>> START EXTRACTED ENTRIES

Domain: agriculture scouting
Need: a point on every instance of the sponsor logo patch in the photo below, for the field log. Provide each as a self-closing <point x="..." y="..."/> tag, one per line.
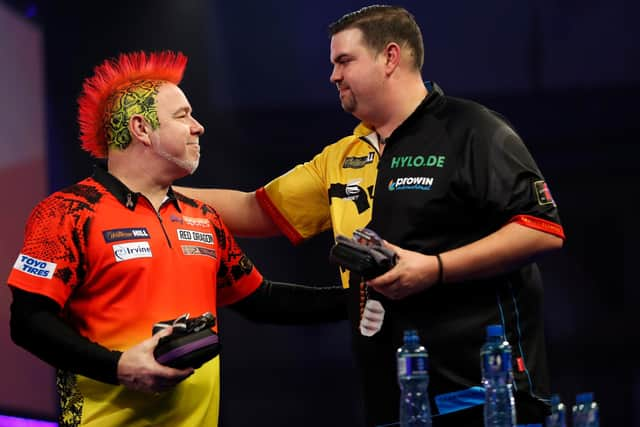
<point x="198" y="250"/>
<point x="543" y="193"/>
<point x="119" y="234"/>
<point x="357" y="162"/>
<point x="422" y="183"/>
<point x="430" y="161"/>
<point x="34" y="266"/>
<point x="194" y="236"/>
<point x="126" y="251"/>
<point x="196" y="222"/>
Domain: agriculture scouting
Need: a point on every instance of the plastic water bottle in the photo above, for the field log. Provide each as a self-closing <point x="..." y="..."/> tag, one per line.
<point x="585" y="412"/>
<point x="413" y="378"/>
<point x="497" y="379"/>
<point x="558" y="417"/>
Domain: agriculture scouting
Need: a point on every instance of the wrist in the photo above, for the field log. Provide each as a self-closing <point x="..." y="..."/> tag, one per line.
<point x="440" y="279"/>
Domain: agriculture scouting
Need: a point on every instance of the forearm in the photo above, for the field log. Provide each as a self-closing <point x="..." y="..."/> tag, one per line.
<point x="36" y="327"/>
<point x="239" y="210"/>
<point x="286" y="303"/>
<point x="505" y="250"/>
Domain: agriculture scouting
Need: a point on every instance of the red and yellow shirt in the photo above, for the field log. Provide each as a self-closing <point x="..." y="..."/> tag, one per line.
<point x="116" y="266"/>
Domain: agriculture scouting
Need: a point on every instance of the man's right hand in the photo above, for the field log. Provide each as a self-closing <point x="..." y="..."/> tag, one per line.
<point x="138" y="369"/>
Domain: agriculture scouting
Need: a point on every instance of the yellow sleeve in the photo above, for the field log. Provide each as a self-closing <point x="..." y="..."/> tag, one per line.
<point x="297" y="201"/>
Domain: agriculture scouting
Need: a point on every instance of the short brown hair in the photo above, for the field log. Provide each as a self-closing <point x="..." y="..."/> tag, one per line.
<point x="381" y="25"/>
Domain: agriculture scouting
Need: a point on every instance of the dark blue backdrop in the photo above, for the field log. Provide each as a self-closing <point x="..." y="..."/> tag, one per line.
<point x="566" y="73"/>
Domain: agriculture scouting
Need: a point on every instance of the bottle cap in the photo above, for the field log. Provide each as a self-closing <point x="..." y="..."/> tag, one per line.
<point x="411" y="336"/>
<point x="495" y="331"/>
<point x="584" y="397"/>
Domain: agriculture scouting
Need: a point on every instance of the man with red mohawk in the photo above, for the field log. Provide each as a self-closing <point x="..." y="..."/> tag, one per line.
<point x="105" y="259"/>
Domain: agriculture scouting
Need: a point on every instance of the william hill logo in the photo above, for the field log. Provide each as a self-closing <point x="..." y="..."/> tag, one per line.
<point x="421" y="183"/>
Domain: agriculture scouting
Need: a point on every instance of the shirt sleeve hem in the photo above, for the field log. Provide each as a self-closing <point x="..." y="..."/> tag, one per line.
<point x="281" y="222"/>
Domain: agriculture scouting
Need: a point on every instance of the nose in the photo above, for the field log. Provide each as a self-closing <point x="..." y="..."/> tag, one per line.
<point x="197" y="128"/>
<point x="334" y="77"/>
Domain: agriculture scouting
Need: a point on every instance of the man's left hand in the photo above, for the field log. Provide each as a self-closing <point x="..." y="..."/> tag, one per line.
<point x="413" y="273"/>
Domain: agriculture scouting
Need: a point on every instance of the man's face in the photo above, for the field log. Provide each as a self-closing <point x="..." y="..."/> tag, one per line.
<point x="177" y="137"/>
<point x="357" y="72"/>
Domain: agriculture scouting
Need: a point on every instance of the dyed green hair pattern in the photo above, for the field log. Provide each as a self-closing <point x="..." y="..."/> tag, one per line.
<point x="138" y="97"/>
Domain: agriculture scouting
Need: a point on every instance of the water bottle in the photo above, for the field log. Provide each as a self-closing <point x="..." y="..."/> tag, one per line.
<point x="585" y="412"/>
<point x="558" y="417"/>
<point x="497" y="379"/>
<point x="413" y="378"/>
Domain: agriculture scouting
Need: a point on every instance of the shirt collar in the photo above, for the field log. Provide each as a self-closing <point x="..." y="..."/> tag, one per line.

>> END EXTRACTED ENTRIES

## GOAL OF THE EXERCISE
Each record above should come back exactly the same, only without its pictures.

## RESULT OF THIS EXERCISE
Domain: agriculture scouting
Need: a point on every instance of the sponsor logo patch in the photo below, for the field log. Provide each as a self-closing <point x="..." y="..."/> tag, one per line.
<point x="198" y="250"/>
<point x="543" y="193"/>
<point x="119" y="234"/>
<point x="357" y="162"/>
<point x="422" y="183"/>
<point x="430" y="161"/>
<point x="34" y="266"/>
<point x="194" y="236"/>
<point x="126" y="251"/>
<point x="196" y="222"/>
Domain: agriculture scouting
Need: a point on every instance of the plastic water bottle in the photo above, for the field log. Provide each as a self-closing <point x="..." y="..."/> tag, one per line.
<point x="585" y="412"/>
<point x="413" y="378"/>
<point x="497" y="379"/>
<point x="558" y="417"/>
Domain: agriculture scouting
Need: a point on every instance of the wrist in the photo above, for the field log. Provide each as a self-closing <point x="..." y="..."/> tag, one per line.
<point x="440" y="279"/>
Domain: agriculture scouting
Need: a point on every instance of the forearm in the photo above, for the field log. Provide each as a self-closing <point x="..." y="..."/> tag, one per line.
<point x="36" y="327"/>
<point x="239" y="210"/>
<point x="286" y="303"/>
<point x="505" y="250"/>
Domain: agriculture scouting
Need: a point on every instance of the red and yellow shirt in the photo above, for the field log. Provide each as a self-closing <point x="..." y="..."/> tag, one per line.
<point x="116" y="266"/>
Domain: agriculture scouting
Need: a point on every instance of the man's right hand in the photo above, for the field log. Provide each as a self-closing <point x="..." y="..."/> tag, one per line.
<point x="138" y="369"/>
Domain: agriculture scouting
Need: a point on every instance of the yellow sleeve in the photo above, for the field log. Provide each as a self-closing <point x="..." y="..."/> tag, one per line.
<point x="297" y="201"/>
Domain: agriculture scouting
Need: a point on every instance of the short brown hair in the photo above, for the field log. Provide each as a self-closing <point x="..." y="..."/> tag, one per line.
<point x="381" y="25"/>
Domain: agriculture scouting
Need: a point on every instance of the dark blue backdrop in the photo above, for the field log. Provide each as a self-closing <point x="..." y="..."/> tag, one per line.
<point x="566" y="73"/>
Domain: agriculture scouting
Need: a point on every instance of the bottle cap in the photo above, for the field log. Provide each as a self-closing <point x="..." y="..."/> tag, one per line.
<point x="411" y="336"/>
<point x="495" y="331"/>
<point x="584" y="397"/>
Domain: agriculture scouting
Need: a point on every instance of the man with red mohawk in the photo above, for the field log. Provide each as a self-closing <point x="..." y="..."/> tag, one per line.
<point x="105" y="259"/>
Domain: agriculture scouting
Need: a point on every instance of the william hill logo in the photo above, for the field log. Provide each as a self-closing <point x="..." y="..."/> tag, one per line.
<point x="421" y="183"/>
Domain: agriculture scouting
Need: a point on every instance of the shirt sleeve hem in the photo above, for the field log. Provide each as a self-closing <point x="..." y="..."/> tag, one per line.
<point x="281" y="222"/>
Domain: agriculture scouting
Need: a point on every instance of the nose in the photo above, for the field log. Provide each as a self-closing <point x="..." y="..."/> tag, one per line.
<point x="197" y="128"/>
<point x="334" y="77"/>
Domain: agriculture scouting
Need: a point on every instance of the man's left hand in the photo above, for the field log. Provide each as a self-closing <point x="..." y="..."/> tag, one per line.
<point x="413" y="273"/>
Domain: agriculture scouting
Need: a point on every instance of the man's face in the photo above, for the field log. Provide each as a self-closing <point x="..." y="..."/> tag, one per line.
<point x="177" y="137"/>
<point x="357" y="72"/>
Domain: agriculture scouting
Need: a point on every instance of the dyed green hair pattern in the photo above, for the field log. Provide each as a self-closing <point x="..." y="..."/> tag, one per line.
<point x="138" y="97"/>
Domain: agriculture scouting
Need: a point on every instance of the water bottle in the photo above, for the field log. Provide each as a self-closing <point x="..." y="..."/> tag, one per line.
<point x="585" y="412"/>
<point x="558" y="417"/>
<point x="497" y="379"/>
<point x="413" y="378"/>
Domain: agriculture scouting
Need: a point on every instance of the shirt collar in the photo above, for the field log. Provide each as a self-closing <point x="..." y="..."/> tag, one per line.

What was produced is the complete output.